- **Supplied data**:

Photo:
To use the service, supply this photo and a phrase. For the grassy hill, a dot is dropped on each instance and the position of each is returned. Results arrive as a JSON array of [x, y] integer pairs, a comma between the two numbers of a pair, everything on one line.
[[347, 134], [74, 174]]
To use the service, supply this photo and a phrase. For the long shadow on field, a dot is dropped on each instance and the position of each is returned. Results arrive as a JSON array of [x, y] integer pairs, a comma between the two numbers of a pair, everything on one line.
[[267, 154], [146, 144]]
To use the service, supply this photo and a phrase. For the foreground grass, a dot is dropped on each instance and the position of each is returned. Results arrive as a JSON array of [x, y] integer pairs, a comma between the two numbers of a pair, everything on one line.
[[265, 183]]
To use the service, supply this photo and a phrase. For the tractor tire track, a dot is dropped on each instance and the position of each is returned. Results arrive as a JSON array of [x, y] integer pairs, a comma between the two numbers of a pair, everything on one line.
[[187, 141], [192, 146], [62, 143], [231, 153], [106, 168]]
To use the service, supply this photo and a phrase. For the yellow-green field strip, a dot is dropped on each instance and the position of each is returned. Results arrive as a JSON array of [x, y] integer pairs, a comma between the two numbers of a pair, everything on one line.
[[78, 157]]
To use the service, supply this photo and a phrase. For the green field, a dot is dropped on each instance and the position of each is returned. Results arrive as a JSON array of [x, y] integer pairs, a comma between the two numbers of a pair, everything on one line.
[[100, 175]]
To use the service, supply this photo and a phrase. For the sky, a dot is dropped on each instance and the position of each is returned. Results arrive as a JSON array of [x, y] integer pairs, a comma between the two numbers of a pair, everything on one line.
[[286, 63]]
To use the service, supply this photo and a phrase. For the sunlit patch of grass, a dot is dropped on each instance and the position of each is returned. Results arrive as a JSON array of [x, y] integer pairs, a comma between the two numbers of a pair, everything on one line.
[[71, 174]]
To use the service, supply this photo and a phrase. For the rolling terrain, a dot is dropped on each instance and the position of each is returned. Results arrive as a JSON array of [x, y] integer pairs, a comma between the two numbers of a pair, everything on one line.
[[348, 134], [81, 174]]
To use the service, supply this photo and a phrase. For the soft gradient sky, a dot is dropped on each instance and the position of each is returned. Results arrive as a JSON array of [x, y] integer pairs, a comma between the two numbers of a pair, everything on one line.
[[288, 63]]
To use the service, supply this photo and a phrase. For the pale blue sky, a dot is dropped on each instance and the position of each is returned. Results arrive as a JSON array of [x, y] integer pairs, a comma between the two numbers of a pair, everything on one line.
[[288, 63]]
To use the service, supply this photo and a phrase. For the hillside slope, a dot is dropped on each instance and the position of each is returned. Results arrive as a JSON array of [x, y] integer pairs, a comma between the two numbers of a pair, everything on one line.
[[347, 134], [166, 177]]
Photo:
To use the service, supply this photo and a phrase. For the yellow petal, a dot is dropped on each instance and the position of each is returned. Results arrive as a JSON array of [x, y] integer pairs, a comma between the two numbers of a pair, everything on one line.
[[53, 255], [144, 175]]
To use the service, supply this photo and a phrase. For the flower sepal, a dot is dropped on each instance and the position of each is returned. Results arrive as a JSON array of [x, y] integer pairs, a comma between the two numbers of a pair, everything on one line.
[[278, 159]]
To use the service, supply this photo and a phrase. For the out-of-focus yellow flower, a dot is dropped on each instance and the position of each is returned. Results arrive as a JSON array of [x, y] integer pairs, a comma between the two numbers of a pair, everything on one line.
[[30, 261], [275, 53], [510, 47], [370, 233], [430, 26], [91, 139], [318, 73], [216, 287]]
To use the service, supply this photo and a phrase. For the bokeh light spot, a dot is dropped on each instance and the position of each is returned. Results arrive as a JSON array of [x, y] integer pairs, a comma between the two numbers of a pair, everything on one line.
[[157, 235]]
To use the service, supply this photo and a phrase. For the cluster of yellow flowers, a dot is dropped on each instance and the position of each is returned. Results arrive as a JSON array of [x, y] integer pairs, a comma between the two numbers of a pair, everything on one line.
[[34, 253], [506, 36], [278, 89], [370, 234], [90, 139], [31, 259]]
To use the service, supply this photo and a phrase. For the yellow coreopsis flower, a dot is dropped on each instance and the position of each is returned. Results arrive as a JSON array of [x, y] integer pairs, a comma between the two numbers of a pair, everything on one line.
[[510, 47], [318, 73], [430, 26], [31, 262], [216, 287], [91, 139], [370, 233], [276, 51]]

- **Task requirements**:
Nothing in the data may change. Give it again in full.

- **Response area**:
Photo:
To use the service, supply this photo and a phrase. For the grassy hill, a dot is dropped on each instance and the position of each is returned. Results arrive as a JSON array of [x, y] integer pairs, a comma between the two numbers of a pair, everything on one line.
[[347, 134], [74, 174]]
To use the service, supply this photo and a phrase. For the long shadow on field, a dot is dropped on each instance and the position of each is returned. Results arrive as a JSON array of [x, y] integer pairs, a comma between the two numbers of a pair, everything on one line.
[[267, 154], [146, 144]]
To use the service, supply this photo and a phrase. For the foreground grass, a dot is dropped on each instance and the position of each is returned. Results arrive as a JSON array of [x, y] integer pairs, a comma between the two numbers of a pair, everything on one line.
[[265, 183]]
To use the service, supply this photo and a phrase. For the tractor tire track, a dot is dropped on each instance and the position of each is returned. Results arrive as a JSON array of [x, y] integer pairs, a comma between the two numbers of a pair, everything on one line.
[[187, 141], [192, 146], [62, 143], [231, 153], [106, 168]]
To use the service, supply this photo and a phrase. For the yellow-green field strip, a dot is dropped on each instance and the position of each is returned. Results arrive as a JSON array of [x, y] integer pairs, a comma between the two numbers of a pair, everything on one line.
[[78, 157]]
To use the service, supply this photo and a phrase. For the green field, a dot is dropped on each instance and the position of each is returned. Results arrive as a JSON array of [x, y] integer pairs, a comma between the two numbers of a pair, everything on one line.
[[100, 175]]
To use the service, supply this photo and a phrase. For the sky, a dot is dropped on each instance and the position of each is returned. Results arrive as a JSON array of [x, y] integer pairs, a comma between the two numbers of a pair, everything on one line.
[[286, 63]]
To use the service, supply this photo and a phrase. For the sunlit patch of grass, a dot is dropped on each instance and the position of each is returned. Results arrive as a JSON array of [x, y] integer pairs, a comma between the two numbers of a pair, everything on one line.
[[71, 174]]
To use the service, supply this photo and a phrase. For the rolling terrain, a dot is dropped on each instance and the position of each is returned. Results arrive as a JSON array of [x, y] integer pairs, a comma between the two numbers of a pair, everything on one line.
[[348, 134], [81, 174]]
To use the service, supply this photo and a phrase. For the soft gradient sky, a dot is dropped on each instance and the position of each is returned. Results arrive as a JSON array of [x, y] integer pairs, a comma between the two numbers of a pair, everything on one line.
[[288, 63]]
To use the service, supply this photo and a phrase. For the pale blue sky, a dot is dropped on each instance and the position of each is returned. Results arrive as a JSON array of [x, y] integer pairs, a comma between the two numbers of a pair, everything on one line.
[[288, 63]]
To use the service, supply this photo and a phrase. For the hillside slope, a dot is dropped on each instance and the position of each is returned. Results arrive as a JSON array of [x, y] integer pairs, a comma between the two numbers of a pair, everything on one line.
[[347, 134], [166, 177]]
Photo:
To use the service, supply this photo and a phrase. For the yellow petal, a dot is dropped on each instance and the position of each is returned. Results arrive as a JSON array of [x, y] integer pairs, a comma between the two numbers of a pair, everything on one line.
[[53, 255], [144, 175]]
To use the service, supply this photo and a phrase. For the flower sepal, a dot is dropped on each instance and the position of each is returned. Results arrive as a JSON array of [x, y] integer pairs, a comma between the two numbers of a pair, everything on one line.
[[278, 159]]
To use the service, supply this photo and a phrase. For the out-of-focus yellow flower, a dot is dropped on each instance and the position of each is returned. Results arrive as a JSON array of [x, y] integer pairs, a comma between the two numbers of a pair, everything on one line.
[[30, 261], [275, 53], [510, 47], [370, 233], [430, 26], [91, 139], [318, 73], [216, 287]]
To use the service, supply this photo and a phrase. For the bokeh light spot, a dot is dropped on each instance and the position of each is returned. Results arrive as a JSON array of [x, y] integer pairs, a comma between the two numbers of a pair, everything on one line.
[[157, 235]]
To use the service, supply this photo and a phrase. For the cluster of yellow flowers, a dot is dropped on each instance and the position of each is returned. Results arrive as a JSON array of [x, y] integer pairs, a comma between the two numbers of a pair, everything on one line.
[[34, 253], [506, 36], [278, 89], [370, 234], [90, 139], [31, 259]]
To use the service, supply this photo and a phrase. For the yellow coreopsis flower, a dot is dropped on each instance and the position of each is returned. Results arrive as a JSON array of [x, y] integer pairs, a comma between the two numbers of a pair, everything on one line.
[[510, 47], [318, 73], [430, 26], [31, 262], [216, 287], [91, 139], [370, 233], [276, 51]]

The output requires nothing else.